▶ _What you have to do_:
How many of the lines below contain the word "every"? Reply with the number alone.

▶ _Supplied entries_:
[BEGIN]

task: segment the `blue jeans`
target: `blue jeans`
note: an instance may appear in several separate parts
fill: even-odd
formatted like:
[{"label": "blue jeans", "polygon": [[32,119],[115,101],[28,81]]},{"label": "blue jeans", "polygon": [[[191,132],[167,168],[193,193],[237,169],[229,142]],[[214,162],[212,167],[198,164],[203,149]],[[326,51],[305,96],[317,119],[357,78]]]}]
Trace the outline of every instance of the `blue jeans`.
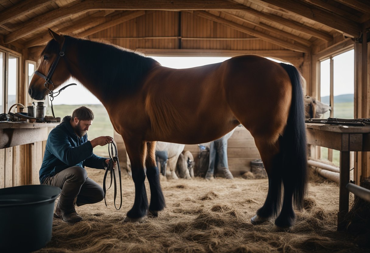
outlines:
[{"label": "blue jeans", "polygon": [[212,142],[209,145],[209,163],[207,174],[213,175],[215,171],[216,157],[218,154],[217,169],[229,169],[228,165],[228,139],[225,136]]}]

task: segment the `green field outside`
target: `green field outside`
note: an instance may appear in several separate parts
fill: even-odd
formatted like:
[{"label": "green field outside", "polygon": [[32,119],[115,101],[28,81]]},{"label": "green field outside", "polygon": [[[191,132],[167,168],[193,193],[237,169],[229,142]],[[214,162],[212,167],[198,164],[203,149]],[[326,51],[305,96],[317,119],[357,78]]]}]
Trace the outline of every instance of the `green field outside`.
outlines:
[{"label": "green field outside", "polygon": [[[53,105],[54,114],[56,117],[60,117],[63,119],[64,116],[71,115],[73,111],[82,105],[90,108],[94,112],[94,120],[87,131],[88,138],[92,140],[101,136],[108,135],[113,136],[113,128],[109,119],[107,110],[102,105]],[[51,109],[49,109],[49,115],[51,115]],[[94,149],[94,152],[98,155],[106,157],[108,156],[108,146],[98,146]]]},{"label": "green field outside", "polygon": [[[354,118],[353,102],[345,102],[334,103],[334,118],[341,119],[353,119]],[[330,116],[329,111],[327,112],[322,117],[323,119],[327,119]],[[327,148],[321,148],[321,159],[327,160]],[[339,151],[333,151],[333,162],[336,165],[339,166]]]}]

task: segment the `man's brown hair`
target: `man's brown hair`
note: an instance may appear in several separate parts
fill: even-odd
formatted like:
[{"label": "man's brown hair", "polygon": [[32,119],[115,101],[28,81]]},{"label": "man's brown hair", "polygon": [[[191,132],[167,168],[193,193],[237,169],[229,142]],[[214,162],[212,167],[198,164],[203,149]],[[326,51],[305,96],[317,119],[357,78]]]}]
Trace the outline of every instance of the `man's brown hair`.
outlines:
[{"label": "man's brown hair", "polygon": [[87,107],[81,106],[73,111],[72,114],[72,118],[77,117],[79,120],[93,120],[94,113],[92,111]]}]

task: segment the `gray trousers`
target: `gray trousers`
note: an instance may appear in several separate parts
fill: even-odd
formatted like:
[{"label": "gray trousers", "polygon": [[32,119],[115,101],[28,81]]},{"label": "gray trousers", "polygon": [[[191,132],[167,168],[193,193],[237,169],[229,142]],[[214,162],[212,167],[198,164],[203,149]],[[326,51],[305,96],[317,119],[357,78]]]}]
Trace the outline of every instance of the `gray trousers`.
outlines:
[{"label": "gray trousers", "polygon": [[59,201],[64,205],[70,205],[76,197],[78,206],[100,202],[104,199],[103,188],[87,177],[84,169],[78,166],[67,168],[54,176],[47,177],[42,184],[61,189]]}]

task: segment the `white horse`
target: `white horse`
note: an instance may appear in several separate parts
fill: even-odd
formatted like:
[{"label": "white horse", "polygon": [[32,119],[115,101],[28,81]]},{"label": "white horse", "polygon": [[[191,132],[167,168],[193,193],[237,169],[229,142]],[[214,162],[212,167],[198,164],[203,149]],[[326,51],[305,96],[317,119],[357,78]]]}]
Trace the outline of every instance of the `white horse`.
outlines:
[{"label": "white horse", "polygon": [[[185,152],[181,157],[181,161],[178,166],[176,171],[176,163],[179,157],[180,156],[184,150],[184,144],[165,142],[162,141],[157,142],[155,146],[156,151],[165,151],[167,152],[168,156],[169,162],[168,163],[167,169],[166,170],[166,176],[169,178],[177,179],[179,177],[190,179],[194,177],[194,172],[192,168],[190,170],[188,169],[188,163],[189,159],[191,162],[194,162],[194,159],[191,153],[189,151]],[[131,165],[128,155],[126,155],[127,158],[127,170],[131,171]],[[186,163],[185,164],[185,163]],[[182,163],[184,163],[184,164]],[[129,173],[130,174],[130,173]]]}]

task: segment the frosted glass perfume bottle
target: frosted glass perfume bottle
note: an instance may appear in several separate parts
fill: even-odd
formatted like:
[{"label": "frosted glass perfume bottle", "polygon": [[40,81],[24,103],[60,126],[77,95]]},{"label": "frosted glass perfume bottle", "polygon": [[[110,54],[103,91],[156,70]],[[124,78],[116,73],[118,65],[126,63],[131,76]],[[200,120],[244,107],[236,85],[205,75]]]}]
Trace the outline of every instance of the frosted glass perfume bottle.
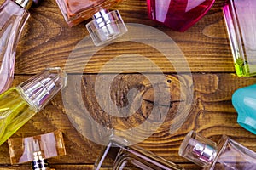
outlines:
[{"label": "frosted glass perfume bottle", "polygon": [[47,159],[66,155],[62,133],[8,139],[11,164],[32,162],[33,170],[50,170]]},{"label": "frosted glass perfume bottle", "polygon": [[147,0],[149,19],[185,31],[211,8],[215,0]]},{"label": "frosted glass perfume bottle", "polygon": [[[95,163],[94,169],[102,169],[105,162],[112,164],[112,169],[165,169],[182,170],[183,167],[168,162],[150,151],[137,146],[126,146],[129,142],[120,137],[112,136],[108,144],[102,151]],[[103,167],[102,167],[103,168]]]},{"label": "frosted glass perfume bottle", "polygon": [[237,111],[237,122],[256,134],[256,84],[236,90],[232,104]]},{"label": "frosted glass perfume bottle", "polygon": [[256,1],[229,0],[223,8],[236,74],[256,75]]},{"label": "frosted glass perfume bottle", "polygon": [[66,82],[61,68],[49,68],[0,94],[0,145],[40,111]]},{"label": "frosted glass perfume bottle", "polygon": [[218,144],[194,131],[182,143],[179,155],[203,169],[256,169],[256,153],[224,135]]},{"label": "frosted glass perfume bottle", "polygon": [[108,9],[121,0],[56,0],[65,20],[70,26],[92,18],[86,28],[96,46],[119,37],[127,28],[118,10]]},{"label": "frosted glass perfume bottle", "polygon": [[32,0],[6,0],[0,7],[0,94],[14,78],[15,50]]}]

[END]

▶ _The response_:
6